Aim of the task —
Would you restate the entries below word for word, leaving out the images?

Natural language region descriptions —

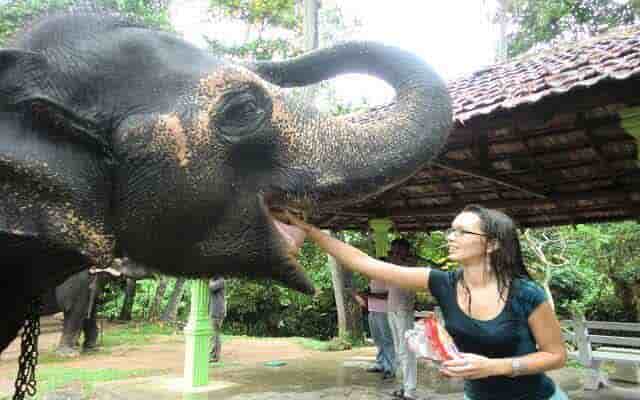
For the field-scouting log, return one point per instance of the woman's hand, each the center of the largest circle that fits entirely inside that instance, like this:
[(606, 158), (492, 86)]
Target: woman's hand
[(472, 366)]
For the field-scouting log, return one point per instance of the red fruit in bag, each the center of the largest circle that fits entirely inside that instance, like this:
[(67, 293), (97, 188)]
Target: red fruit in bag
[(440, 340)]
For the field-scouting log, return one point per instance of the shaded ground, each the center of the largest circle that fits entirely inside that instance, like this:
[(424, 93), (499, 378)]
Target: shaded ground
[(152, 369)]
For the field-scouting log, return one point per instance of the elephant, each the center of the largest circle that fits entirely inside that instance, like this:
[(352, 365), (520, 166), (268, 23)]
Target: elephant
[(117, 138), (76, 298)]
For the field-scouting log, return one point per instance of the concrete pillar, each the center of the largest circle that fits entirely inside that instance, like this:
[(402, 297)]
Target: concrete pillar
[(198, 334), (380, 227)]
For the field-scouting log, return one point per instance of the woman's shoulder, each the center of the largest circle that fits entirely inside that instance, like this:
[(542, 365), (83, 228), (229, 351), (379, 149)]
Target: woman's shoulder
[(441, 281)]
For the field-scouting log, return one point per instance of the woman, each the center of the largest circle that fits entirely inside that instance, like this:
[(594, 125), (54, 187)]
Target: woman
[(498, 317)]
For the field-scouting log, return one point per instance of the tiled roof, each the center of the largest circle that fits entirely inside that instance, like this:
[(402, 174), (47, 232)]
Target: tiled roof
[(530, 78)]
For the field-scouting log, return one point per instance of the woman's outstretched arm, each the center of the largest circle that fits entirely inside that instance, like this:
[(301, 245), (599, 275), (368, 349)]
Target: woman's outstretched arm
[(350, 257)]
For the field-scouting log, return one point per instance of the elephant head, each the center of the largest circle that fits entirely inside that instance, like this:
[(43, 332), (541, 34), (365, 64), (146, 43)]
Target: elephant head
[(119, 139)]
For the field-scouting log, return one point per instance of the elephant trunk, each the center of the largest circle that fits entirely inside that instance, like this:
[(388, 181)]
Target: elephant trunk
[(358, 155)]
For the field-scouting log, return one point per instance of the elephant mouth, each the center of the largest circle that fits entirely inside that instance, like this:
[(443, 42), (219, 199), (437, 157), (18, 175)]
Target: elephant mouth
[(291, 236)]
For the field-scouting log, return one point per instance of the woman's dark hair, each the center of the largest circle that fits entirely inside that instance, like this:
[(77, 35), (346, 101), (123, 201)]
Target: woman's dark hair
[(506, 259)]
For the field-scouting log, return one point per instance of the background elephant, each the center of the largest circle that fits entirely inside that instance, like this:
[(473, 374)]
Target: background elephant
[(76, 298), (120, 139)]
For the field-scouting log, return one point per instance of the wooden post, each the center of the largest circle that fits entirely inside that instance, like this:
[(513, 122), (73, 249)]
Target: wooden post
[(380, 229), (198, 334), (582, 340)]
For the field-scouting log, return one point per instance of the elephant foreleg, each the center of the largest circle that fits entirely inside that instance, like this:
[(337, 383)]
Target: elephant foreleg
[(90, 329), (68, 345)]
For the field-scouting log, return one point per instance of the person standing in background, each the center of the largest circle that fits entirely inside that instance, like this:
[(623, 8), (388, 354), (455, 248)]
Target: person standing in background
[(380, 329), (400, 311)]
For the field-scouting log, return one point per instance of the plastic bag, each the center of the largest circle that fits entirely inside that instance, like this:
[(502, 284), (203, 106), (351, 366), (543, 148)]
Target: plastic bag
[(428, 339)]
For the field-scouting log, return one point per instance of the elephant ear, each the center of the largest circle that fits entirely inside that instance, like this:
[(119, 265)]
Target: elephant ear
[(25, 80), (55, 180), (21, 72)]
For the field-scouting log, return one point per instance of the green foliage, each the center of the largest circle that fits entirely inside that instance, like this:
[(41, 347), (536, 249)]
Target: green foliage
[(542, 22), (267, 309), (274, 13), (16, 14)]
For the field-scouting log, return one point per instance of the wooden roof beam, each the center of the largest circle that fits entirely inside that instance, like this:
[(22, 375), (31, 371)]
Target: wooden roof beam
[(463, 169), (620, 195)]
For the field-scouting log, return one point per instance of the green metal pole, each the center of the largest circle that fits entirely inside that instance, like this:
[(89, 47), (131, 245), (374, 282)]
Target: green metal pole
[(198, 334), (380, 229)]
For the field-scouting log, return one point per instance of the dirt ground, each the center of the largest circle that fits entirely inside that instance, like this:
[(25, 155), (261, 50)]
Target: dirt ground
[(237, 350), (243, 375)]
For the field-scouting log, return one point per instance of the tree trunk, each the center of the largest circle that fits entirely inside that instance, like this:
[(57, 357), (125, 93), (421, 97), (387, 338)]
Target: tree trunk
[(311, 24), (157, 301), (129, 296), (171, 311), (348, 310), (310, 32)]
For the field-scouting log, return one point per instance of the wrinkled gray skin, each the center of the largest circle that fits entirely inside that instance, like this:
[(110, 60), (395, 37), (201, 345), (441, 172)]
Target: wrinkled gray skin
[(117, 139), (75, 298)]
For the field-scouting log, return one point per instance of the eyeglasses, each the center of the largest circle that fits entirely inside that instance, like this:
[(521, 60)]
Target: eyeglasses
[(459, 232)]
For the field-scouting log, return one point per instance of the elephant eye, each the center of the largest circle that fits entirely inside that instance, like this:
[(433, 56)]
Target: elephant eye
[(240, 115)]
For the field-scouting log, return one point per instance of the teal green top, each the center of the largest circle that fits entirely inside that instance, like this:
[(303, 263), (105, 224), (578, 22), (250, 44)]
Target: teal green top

Completed exercise —
For the field-scouting log, return one point per instance of the woman's hand, each the center of the largest circle that fits entirely inside that instance, like this:
[(606, 158), (492, 86)]
Target: woman's hand
[(472, 366)]
For the field-scouting log, return one point per instance of the red fruit in bag, each the center of the largest circle that fits entirely inside that instance, like this:
[(67, 293), (97, 188)]
Target: red fruit in bag
[(440, 340)]
For the field-scouting log, return one point per instance of the shaded ground, each the center of the largest circle that fits entirely inside that instance, like this:
[(424, 93), (499, 378)]
Target: shaded ground
[(152, 369)]
For the field-scouting log, return one point per instance of the elephant, each the center of the largest circle that fits entirely inside that instance, like this:
[(352, 365), (520, 166), (268, 23)]
Target: elephant
[(117, 138), (76, 298)]
For the field-scouting log, return one point per instance of the concrete pillar, each the center of the largest circle that fits entirely inside that instance, like this:
[(402, 297)]
Target: concrete pillar
[(198, 334), (380, 227)]
For the field-scouting log, return one point per instance of the woman's shoulder, each the center of the largest circle that fits entirely inside that instance, like this:
[(542, 365), (83, 228), (229, 351), (379, 149)]
Target: woman's shoulder
[(441, 281)]
For the field-scouting log, return one point per instance of the woman, each the center of the largest circle that fits entirely inside that instance, like this:
[(594, 125), (54, 187)]
Target: woman
[(498, 317)]
For the field-scouting log, return one point per instance of the tiled roof, each the center of the largest circle that fits entirely inside that instance, like this:
[(402, 174), (47, 232)]
Target: tiled roof
[(530, 78)]
For the field-scouting log, return one point per instance of the woman's outstretched arm, each the center of the largest circle that fits entirely inside that instance, like this:
[(301, 245), (599, 275), (368, 349)]
Target: woman's outstretched arm
[(350, 257)]
For the field-scouting log, return one point per instance of the elephant head, each the center of the largest circle that fits entirely inside that instance, like this:
[(43, 332), (541, 34), (365, 64), (146, 43)]
Target: elephant head
[(119, 139)]
For the field-scouting log, return one point per instance of the elephant trunk, each the center of the largest circle that fits entirely inside that instance, like this:
[(388, 181)]
Target: elephant trunk
[(358, 155)]
For the field-scouting log, return one point per instance of the elephant mouth, each the center of the largest circle that fits entirely inside that instance, like this:
[(443, 42), (219, 199), (437, 157), (18, 175)]
Target: elephant mouth
[(291, 236)]
For the field-scouting log, return one point per instance of the woman's dark hair, each the center of the largest circle that fits entirely inside that instance, like this:
[(77, 35), (346, 101), (123, 201)]
Target: woman's dark hair
[(506, 259)]
For the field-scouting log, return one point per instance of the background elephant, each the center of the largest circle that fits entirely inside that instance, like this:
[(473, 374)]
Target: background elephant
[(76, 298), (120, 139)]
For the field-scouting log, return one point per instance of the wooden post, each the center of the largest circle that fits entirely inside that instance, like this:
[(513, 122), (73, 249)]
Target: wooden post
[(380, 229), (198, 334), (582, 340)]
For the field-scouting log, return one point per instance of the elephant foreleg, each the center of the largest circle that fits entirely inside that instance, like this:
[(337, 383)]
Target: elephant foreleg
[(90, 329), (68, 345)]
For the field-scouting log, return one point per instance of the person standing in background, each the center of the largest circle that fits entirely inside that instance, like this:
[(623, 8), (388, 354), (455, 248)]
Target: person standing in background
[(380, 329), (400, 311)]
For the field-scouting log, return one point per instance of the plastic bag, each the center of the largest circle that fits entirely inside that instance, like this:
[(502, 284), (203, 106), (351, 366), (543, 148)]
Target: plastic bag
[(428, 339)]
For the field-scouting log, return one point per instance of the elephant ear, each the center of the largest circle that fits entirely inside that instance, like this:
[(119, 265)]
Target: elephant ear
[(25, 80), (55, 180), (21, 72)]
For the field-scouting log, return one point per instance of the green foliage, each the center of the largest circle that fits entirely inside that instance, like this:
[(41, 347), (536, 249)]
Target: green foliage
[(542, 22), (267, 309), (274, 13), (16, 14)]
For the field-scouting log, return one point per instance of the wooden roof beam, each the center of the largest circle that fits entirely inside that instance, like this:
[(22, 375), (31, 371)]
Target: wooden roof beam
[(463, 169), (620, 195)]
For the field-scouting log, return one point per instance of the green metal pole, each the center of the largest circle that fits entirely inside that instance, like this:
[(89, 47), (131, 245), (374, 282)]
Target: green metal pole
[(198, 334), (380, 229)]
For the field-scouting log, return one point per instance of the dirt ground, each the center of the largest circle that fits entirely inside that instance, like this:
[(25, 155), (261, 50)]
Target: dirt ground
[(237, 350), (243, 375)]
For the field-scouting log, return one point per instance of the tree trunk, each the center of the largest circle that fits entirely inside that instance, like this:
[(57, 357), (125, 93), (421, 97), (387, 338)]
Target: tree trunk
[(311, 24), (157, 301), (129, 296), (171, 311), (348, 310), (310, 32)]
For the field-scouting log, return one point per instance of the wrinkled gray skin, each the center of the largest circle that fits entirely inside that instance, like this:
[(110, 60), (395, 37), (201, 345), (441, 172)]
Target: wrinkled gray skin
[(117, 139), (75, 298)]
For the field-scouting log, return one point per instance of the eyeglasses, each the center of the largest circle that fits entirely inside that instance, like this:
[(521, 60)]
Target: eyeglasses
[(459, 232)]
For the field-scouting log, return one point per instance of the elephant eye, each the center of the largest circle that fits entirely inside that instance, like this:
[(433, 56)]
Target: elephant eye
[(240, 115)]
For the field-scouting log, return one point per instance of the teal green top, each the center of the largest circle that fits entirely inside that instance, like this:
[(303, 263), (105, 224), (578, 22), (250, 44)]
Target: teal green top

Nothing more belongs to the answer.